>>>

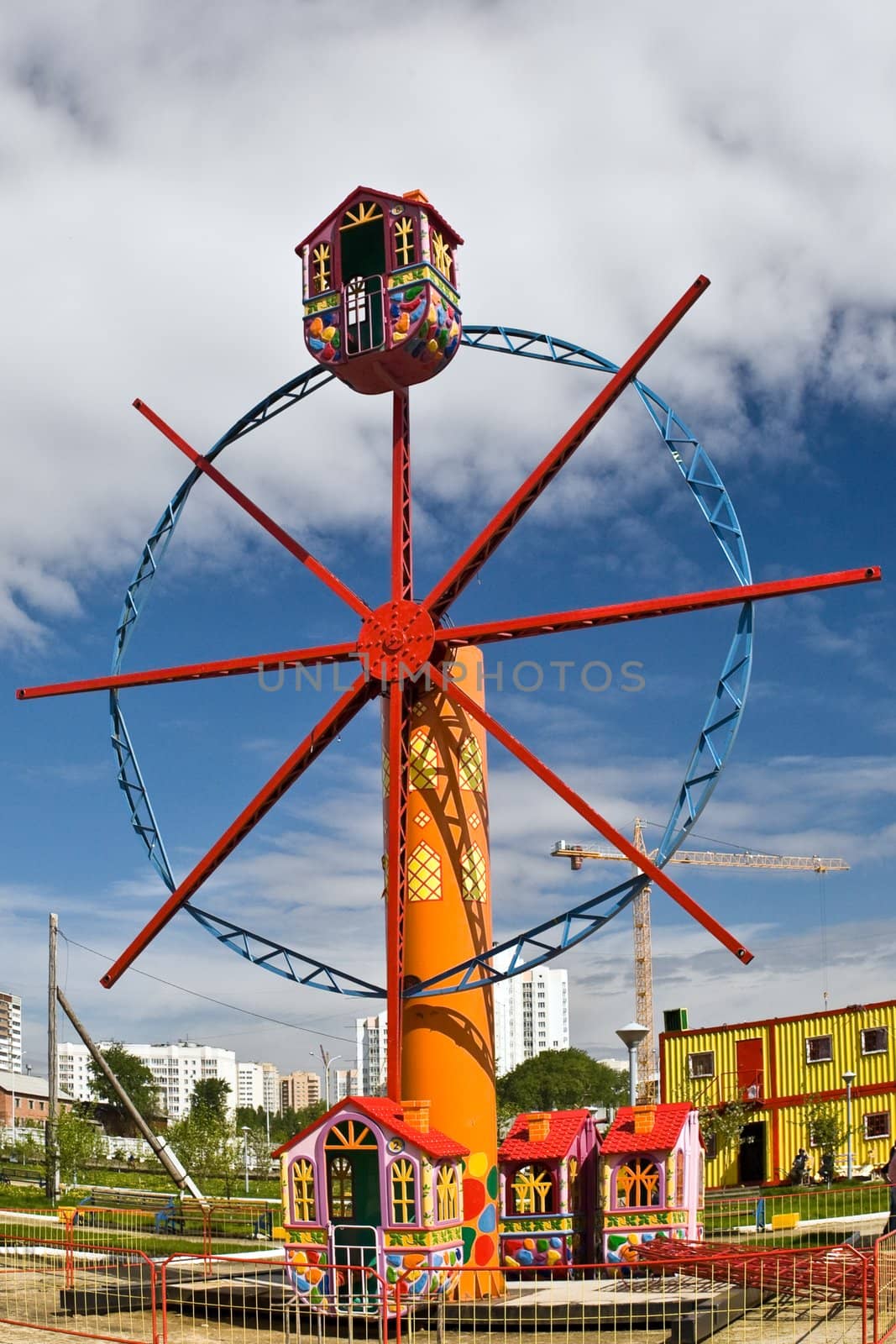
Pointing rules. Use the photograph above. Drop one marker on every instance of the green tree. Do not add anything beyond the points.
(80, 1142)
(560, 1079)
(134, 1075)
(210, 1097)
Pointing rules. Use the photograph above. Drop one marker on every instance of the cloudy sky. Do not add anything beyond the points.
(159, 165)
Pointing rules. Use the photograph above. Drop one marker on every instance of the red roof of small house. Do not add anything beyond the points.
(562, 1133)
(411, 198)
(668, 1122)
(390, 1115)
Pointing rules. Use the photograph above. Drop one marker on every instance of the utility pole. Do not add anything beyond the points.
(51, 1147)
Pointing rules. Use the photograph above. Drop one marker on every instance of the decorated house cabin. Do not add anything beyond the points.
(369, 1186)
(379, 280)
(548, 1189)
(652, 1178)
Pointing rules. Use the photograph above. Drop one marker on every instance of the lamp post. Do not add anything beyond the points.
(246, 1155)
(849, 1079)
(631, 1035)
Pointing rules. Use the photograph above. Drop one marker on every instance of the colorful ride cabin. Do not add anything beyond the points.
(379, 281)
(371, 1194)
(652, 1178)
(548, 1189)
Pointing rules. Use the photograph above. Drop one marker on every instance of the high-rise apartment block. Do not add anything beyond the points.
(11, 1032)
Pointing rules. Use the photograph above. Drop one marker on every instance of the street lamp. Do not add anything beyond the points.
(246, 1155)
(849, 1079)
(631, 1035)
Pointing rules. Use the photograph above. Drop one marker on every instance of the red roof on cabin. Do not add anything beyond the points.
(412, 198)
(389, 1113)
(668, 1122)
(562, 1133)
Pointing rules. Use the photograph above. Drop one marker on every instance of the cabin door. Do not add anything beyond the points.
(363, 269)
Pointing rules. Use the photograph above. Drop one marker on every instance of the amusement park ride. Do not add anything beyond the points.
(382, 312)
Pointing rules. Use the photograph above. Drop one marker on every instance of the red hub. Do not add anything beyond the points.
(396, 640)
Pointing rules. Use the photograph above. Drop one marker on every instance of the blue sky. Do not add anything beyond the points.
(159, 179)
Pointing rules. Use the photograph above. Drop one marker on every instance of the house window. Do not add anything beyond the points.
(873, 1041)
(638, 1184)
(819, 1050)
(446, 1206)
(304, 1191)
(403, 1191)
(876, 1124)
(701, 1065)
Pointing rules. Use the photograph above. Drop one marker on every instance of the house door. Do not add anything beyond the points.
(750, 1079)
(752, 1155)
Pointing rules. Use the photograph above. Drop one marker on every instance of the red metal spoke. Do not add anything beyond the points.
(589, 815)
(477, 553)
(402, 566)
(396, 746)
(524, 627)
(254, 511)
(199, 671)
(308, 750)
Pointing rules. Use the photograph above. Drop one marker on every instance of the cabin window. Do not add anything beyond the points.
(441, 255)
(423, 874)
(322, 268)
(876, 1124)
(304, 1191)
(403, 237)
(342, 1195)
(873, 1041)
(473, 874)
(701, 1065)
(819, 1050)
(446, 1202)
(403, 1191)
(425, 759)
(363, 241)
(470, 765)
(638, 1184)
(532, 1191)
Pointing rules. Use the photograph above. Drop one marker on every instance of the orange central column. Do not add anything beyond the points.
(449, 1041)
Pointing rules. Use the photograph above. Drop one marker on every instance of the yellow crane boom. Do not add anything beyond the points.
(577, 855)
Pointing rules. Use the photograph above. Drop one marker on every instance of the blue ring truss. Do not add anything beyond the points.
(553, 937)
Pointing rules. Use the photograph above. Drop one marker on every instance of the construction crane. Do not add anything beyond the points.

<<<

Goal: Reproduce the entire listing above with "photograph" replaced by "image" wherever it occurs, changing nothing else. Leave the pictures out of your answer.

Output below:
Pointing rules. Use the image above. Drop one marker on every instance of the green tree. Do not add anything beyond the points.
(80, 1142)
(560, 1079)
(134, 1075)
(210, 1097)
Pointing rules. Use the image above. Drop one marker on every instance of the cloudy sky. Do not add anything beyond the points.
(159, 165)
Pointing rules. Use the image above. Drop one marker on every instance of the red roof of small house. Do not add anything beyond the points.
(562, 1133)
(411, 198)
(668, 1122)
(390, 1115)
Pointing rules. Use the image above. Drop one marker on every instance of the utility pole. Do not add anything beyond the points.
(51, 1147)
Pointing rules. Use the image above. Drop one marker on every instance of the decorated house cabin. Do not add anything beyond the points.
(369, 1186)
(379, 280)
(548, 1189)
(652, 1178)
Pointing rules. Use the image above. Drop one marker on every instance of the lamp post. Do not add anything beyond the points.
(246, 1155)
(849, 1079)
(631, 1035)
Pointing rules. Use the image above. Drop one marker on every instance of the colorful ride cabin. Do not add anything beyond the points.
(379, 281)
(371, 1194)
(652, 1178)
(548, 1189)
Pointing rules. Use the image above. Drop one marker on every instance of the high-rise apartment block. Do not add anything beyond the points.
(11, 1032)
Pointing rules. Use the image above. Drop one marker on every instance of the street lamp. Do not add anything beyond the points.
(246, 1155)
(849, 1079)
(631, 1035)
Pointing rules. Use the image above. Drop one marker on every instance of the red roof on cabin. Do not add anything beyond the points.
(412, 198)
(389, 1113)
(668, 1122)
(562, 1133)
Pointing rules. Use the image above. Drop one marker on every instance of the cabin door. Do not add anything beyond the points.
(363, 269)
Pointing rules. Use the image above. Drop one marker on every instance of the amusement park ride. Do not add anything beyond the points.
(382, 312)
Pointing rules. Use the image above. Drop one marker on every instance of the red hub. Do not add anything beyond the points.
(396, 640)
Pointing rules. Use the image above. Drop one marker on every instance of the blue sky. Do not add anything beyond the points.
(159, 179)
Pointing rules. Use the image above. Drop one marker on every instance of the house window. Do not add anything beyond the points.
(873, 1041)
(638, 1184)
(819, 1050)
(446, 1206)
(304, 1191)
(403, 1191)
(876, 1124)
(701, 1065)
Pointing rules. Use the image above. Drop one marker on every instance of the house door. Do not add anything beyond the points.
(750, 1079)
(752, 1155)
Pointing rules. Use the image above. Drop one marker on every instance of the red metal spoke. Do not add anything beyond the points.
(589, 815)
(477, 553)
(402, 566)
(396, 746)
(524, 627)
(254, 511)
(199, 671)
(308, 750)
Pointing rules. Use the image above. Drop one marker on every instance of the cabin window. Do not add anything beyond the points.
(441, 255)
(423, 874)
(322, 268)
(876, 1124)
(304, 1191)
(403, 237)
(342, 1195)
(873, 1041)
(473, 874)
(701, 1065)
(819, 1050)
(446, 1202)
(403, 1191)
(425, 759)
(363, 241)
(470, 765)
(638, 1184)
(532, 1191)
Pointing rules. Use the image above. Drop one marker on every instance of the orange central column. Do not add anything beyond the points.
(449, 1041)
Pointing rules. Use the image above. Drop one marker on every instance of the yellow crane boom. Do not add anything beyond the points.
(577, 855)
Pointing rules. Use the image above. Drop one marker on every instance of the blue ring truss. Do not add anything beyond the points.
(553, 937)
Pointing rules. Use the image above. Drop one marker on every instance of the construction crane. Do not add anything beyond the points.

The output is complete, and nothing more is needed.